### What the exercise asks
Print every one of the lines below word for word, without changing anything.

### Record set
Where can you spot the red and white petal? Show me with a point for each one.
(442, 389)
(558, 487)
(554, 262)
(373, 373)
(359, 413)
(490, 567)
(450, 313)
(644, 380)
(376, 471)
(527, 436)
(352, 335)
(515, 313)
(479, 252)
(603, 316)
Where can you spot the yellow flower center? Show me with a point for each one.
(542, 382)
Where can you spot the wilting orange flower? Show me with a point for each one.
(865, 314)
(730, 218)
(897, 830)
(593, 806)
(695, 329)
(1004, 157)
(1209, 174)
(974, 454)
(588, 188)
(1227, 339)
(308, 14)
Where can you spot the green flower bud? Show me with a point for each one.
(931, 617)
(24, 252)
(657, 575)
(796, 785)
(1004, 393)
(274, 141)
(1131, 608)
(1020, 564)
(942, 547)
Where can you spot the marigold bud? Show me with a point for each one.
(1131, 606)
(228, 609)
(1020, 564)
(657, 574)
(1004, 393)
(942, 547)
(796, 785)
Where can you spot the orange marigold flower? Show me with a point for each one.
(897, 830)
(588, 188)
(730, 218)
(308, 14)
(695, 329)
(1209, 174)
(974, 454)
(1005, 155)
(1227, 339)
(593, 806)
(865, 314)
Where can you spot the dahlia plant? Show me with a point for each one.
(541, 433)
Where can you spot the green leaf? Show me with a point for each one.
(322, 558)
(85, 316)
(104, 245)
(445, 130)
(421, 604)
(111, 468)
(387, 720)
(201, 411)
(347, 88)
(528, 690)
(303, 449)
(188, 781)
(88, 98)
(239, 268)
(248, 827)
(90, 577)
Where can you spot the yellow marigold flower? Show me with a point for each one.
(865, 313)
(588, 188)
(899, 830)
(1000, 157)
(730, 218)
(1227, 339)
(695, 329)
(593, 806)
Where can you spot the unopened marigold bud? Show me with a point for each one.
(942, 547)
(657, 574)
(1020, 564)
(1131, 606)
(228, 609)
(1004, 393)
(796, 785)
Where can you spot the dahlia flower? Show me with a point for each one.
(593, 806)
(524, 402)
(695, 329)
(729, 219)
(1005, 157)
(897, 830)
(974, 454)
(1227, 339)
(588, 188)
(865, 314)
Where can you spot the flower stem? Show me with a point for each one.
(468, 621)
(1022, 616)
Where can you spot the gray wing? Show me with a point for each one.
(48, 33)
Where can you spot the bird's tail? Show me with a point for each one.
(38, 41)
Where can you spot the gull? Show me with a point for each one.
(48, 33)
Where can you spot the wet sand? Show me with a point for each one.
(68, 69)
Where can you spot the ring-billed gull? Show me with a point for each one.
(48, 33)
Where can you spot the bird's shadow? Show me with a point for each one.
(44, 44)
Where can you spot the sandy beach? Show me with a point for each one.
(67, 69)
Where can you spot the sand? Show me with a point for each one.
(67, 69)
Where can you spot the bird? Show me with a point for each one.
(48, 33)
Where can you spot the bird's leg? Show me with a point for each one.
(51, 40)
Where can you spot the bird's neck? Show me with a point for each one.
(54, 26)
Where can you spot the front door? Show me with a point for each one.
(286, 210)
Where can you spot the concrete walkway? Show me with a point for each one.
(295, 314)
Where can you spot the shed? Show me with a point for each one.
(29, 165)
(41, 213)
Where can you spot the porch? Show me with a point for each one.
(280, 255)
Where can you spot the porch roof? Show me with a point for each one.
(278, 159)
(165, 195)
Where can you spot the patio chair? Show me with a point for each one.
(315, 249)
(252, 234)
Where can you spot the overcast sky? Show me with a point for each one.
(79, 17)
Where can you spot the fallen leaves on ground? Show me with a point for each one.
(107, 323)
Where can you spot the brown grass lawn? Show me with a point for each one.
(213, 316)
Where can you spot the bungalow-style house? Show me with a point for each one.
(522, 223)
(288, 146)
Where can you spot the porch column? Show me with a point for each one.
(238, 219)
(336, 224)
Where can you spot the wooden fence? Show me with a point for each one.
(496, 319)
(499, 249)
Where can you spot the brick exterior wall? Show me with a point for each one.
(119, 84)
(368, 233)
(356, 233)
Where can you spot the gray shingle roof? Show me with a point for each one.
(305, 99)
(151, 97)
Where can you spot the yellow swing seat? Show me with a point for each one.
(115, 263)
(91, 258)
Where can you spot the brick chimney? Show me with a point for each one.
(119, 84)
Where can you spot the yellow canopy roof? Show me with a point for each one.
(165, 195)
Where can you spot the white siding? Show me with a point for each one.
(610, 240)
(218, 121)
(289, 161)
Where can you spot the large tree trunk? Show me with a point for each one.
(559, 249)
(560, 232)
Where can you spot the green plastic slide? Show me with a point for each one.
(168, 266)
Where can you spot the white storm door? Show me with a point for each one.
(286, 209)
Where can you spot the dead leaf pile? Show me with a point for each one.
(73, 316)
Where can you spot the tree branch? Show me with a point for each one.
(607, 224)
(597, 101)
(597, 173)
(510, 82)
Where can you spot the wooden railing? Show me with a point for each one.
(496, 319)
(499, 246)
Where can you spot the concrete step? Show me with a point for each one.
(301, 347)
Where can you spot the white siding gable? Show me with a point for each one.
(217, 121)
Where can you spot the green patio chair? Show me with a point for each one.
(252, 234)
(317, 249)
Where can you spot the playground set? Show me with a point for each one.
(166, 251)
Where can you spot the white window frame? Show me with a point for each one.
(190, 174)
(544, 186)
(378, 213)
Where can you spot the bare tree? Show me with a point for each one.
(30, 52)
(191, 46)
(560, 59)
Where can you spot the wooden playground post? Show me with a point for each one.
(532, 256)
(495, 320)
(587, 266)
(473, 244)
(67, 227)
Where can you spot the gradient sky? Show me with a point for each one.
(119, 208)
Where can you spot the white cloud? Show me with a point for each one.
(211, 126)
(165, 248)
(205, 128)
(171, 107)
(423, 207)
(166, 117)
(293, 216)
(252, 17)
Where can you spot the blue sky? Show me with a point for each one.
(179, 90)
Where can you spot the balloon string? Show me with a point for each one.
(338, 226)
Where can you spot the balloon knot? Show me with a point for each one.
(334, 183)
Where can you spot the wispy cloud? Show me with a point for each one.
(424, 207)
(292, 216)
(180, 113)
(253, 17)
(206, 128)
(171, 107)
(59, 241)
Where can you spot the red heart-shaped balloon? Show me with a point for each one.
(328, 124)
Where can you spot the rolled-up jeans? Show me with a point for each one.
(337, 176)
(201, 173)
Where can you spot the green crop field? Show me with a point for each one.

### Task response
Where can you spot the red and white petal? Show me with a point for each one.
(442, 389)
(558, 487)
(554, 262)
(373, 373)
(359, 413)
(490, 567)
(450, 313)
(644, 380)
(376, 471)
(527, 436)
(352, 335)
(515, 313)
(479, 252)
(603, 316)
Where can you spot the yellow flower center? Show me with a point for each one.
(542, 382)
Where can you spot the wilting orange flower? Show me with a point for each one.
(865, 314)
(730, 218)
(897, 830)
(593, 806)
(695, 329)
(1004, 157)
(1209, 174)
(974, 454)
(588, 188)
(1227, 339)
(308, 14)
Where can you spot the green flower bud? Show me with a point for each one.
(931, 617)
(24, 252)
(657, 575)
(796, 785)
(1004, 393)
(274, 141)
(1131, 608)
(1020, 564)
(942, 547)
Where can you spot the marigold bud? Show me with a point for each one.
(1131, 606)
(228, 609)
(1020, 564)
(657, 574)
(1004, 393)
(942, 547)
(796, 785)
Where can you spot the orange marigold flower? Show me with a point for each one.
(897, 830)
(588, 188)
(730, 218)
(308, 14)
(695, 329)
(1209, 174)
(974, 454)
(1005, 155)
(1227, 339)
(593, 806)
(865, 314)
Where can you spot the dahlia plant? Show me with a point for each one.
(541, 433)
Where can you spot the green leaf? Show me with a point for each one.
(322, 558)
(85, 316)
(104, 245)
(445, 130)
(421, 604)
(111, 468)
(387, 720)
(201, 411)
(347, 88)
(528, 690)
(303, 449)
(188, 781)
(88, 98)
(239, 268)
(248, 827)
(90, 577)
Where can you spot the yellow marigold flower? Show me with a point for each one.
(865, 313)
(588, 188)
(899, 830)
(1000, 157)
(730, 218)
(1227, 339)
(695, 329)
(593, 806)
Where can you spot the unopened marigold bud? Show me with a point for each one.
(942, 547)
(657, 574)
(1020, 564)
(1131, 606)
(228, 609)
(1004, 393)
(796, 785)
Where can you spot the dahlia flower? Show me with a point for each one.
(593, 806)
(524, 402)
(695, 329)
(729, 219)
(1005, 157)
(897, 830)
(974, 454)
(1227, 339)
(588, 188)
(865, 314)
Where can you spot the flower stem? Show me with a point for each one.
(468, 621)
(1022, 616)
Where can you spot the gray wing? Show me with a point for each one.
(48, 33)
Where can you spot the bird's tail? Show me with a point for each one.
(38, 41)
Where can you spot the gull? Show me with a point for each one.
(48, 33)
Where can you spot the wet sand? Show me with a point for each one.
(68, 69)
Where can you spot the ring-billed gull? Show me with a point for each one.
(48, 33)
Where can you spot the bird's shadow? Show me with a point for each one.
(44, 44)
Where can you spot the sandy beach? Show me with a point for each one.
(67, 69)
Where can you spot the sand? Show me with a point for each one.
(67, 69)
Where can you spot the bird? Show me with a point for each one.
(48, 33)
Where can you spot the bird's leg? Show me with a point for each one.
(51, 40)
Where can you spot the bird's neck? Show me with a point for each one.
(54, 26)
Where can you spot the front door? Show me with a point for each one.
(286, 210)
Where can you spot the concrete walkway? Show me with a point for each one.
(295, 314)
Where can you spot the shed? Show me with a point for each one.
(29, 165)
(41, 213)
Where can you spot the porch? Show me with a point for each one.
(280, 255)
Where can you spot the porch roof? Show me with a point for each one.
(278, 159)
(165, 195)
Where can you spot the patio chair? Show me with a point for each one.
(315, 249)
(252, 234)
Where can you spot the overcast sky? Show me with a point for each one.
(79, 17)
Where can you spot the fallen leaves on ground? Show me with a point for each one.
(107, 323)
Where can you spot the brown grass lawn? Show me with a point for each one.
(213, 316)
Where can you spot the bungalow-style house? Show me with a point for each one.
(522, 223)
(288, 146)
Where can you spot the porch column? Show me with a point for each one.
(238, 219)
(336, 224)
Where can you spot the wooden fence? Show me with a point for each one.
(496, 319)
(499, 249)
Where can you spot the brick exterior wall? Show me with a point for each one.
(119, 84)
(368, 233)
(356, 233)
Where can you spot the gray shingle roof? Show me with a point for each one.
(305, 99)
(151, 97)
Where can you spot the yellow swing seat? Show me with a point for each one.
(115, 263)
(91, 258)
Where can you spot the brick chimney? Show me with a point for each one.
(119, 84)
Where can you spot the yellow canopy roof? Show me with a point for each one.
(165, 195)
Where can you spot the white siding? Show me with a point for each one.
(610, 240)
(218, 121)
(289, 161)
Where can you spot the large tree trunk? Show me with a point for each one.
(559, 249)
(560, 232)
Where can you spot the green plastic slide? Show me with a point for each one.
(168, 266)
Where can you spot the white storm door? Show me with a point for each one.
(286, 209)
Where can you spot the dead leaf pile? Show me with a point for each one.
(73, 316)
Where can you spot the tree branch? Show me with a point for each one.
(607, 224)
(597, 101)
(597, 173)
(510, 82)
Where can you spot the wooden railing? Show me with a point for each one.
(496, 319)
(499, 246)
Where can you spot the concrete step? Show me with a point for each one.
(301, 347)
Where can you spot the white siding gable? Show me with a point for each one.
(217, 121)
Where can you spot the green patio chair? Show me with a point for each one.
(252, 234)
(317, 249)
Where can you spot the playground set? Show me with a point for each one.
(166, 251)
Where can you spot the white window frame? Show me with a point for each one.
(190, 174)
(544, 186)
(378, 213)
Where can you spot the bare tree? Show me with a point for each one.
(30, 52)
(191, 46)
(560, 59)
Where can you spot the wooden playground post? Show me with a point for each one.
(532, 256)
(495, 320)
(587, 266)
(473, 244)
(67, 227)
Where can you spot the gradient sky? Show me with a point for each one.
(119, 208)
Where can you spot the white cloud? Show me with a point for each one.
(211, 126)
(165, 248)
(205, 128)
(171, 107)
(423, 207)
(166, 117)
(293, 216)
(252, 17)
Where can you spot the blue sky? Show me with a point for each one.
(179, 90)
Where can you spot the balloon string? Show me with a point for each one.
(338, 226)
Where can you spot the balloon knot? Show me with a point for each one.
(334, 183)
Where can you spot the wispy cloud? Show me with a point for each one.
(424, 207)
(292, 216)
(180, 113)
(253, 17)
(206, 128)
(171, 107)
(59, 241)
Where can you spot the red heart-shaped balloon? Show me with a point for each one.
(328, 124)
Where can you spot the rolled-up jeans? Show me with a point for each one.
(337, 176)
(201, 173)
Where can you spot the green crop field? Show me with a point for each one.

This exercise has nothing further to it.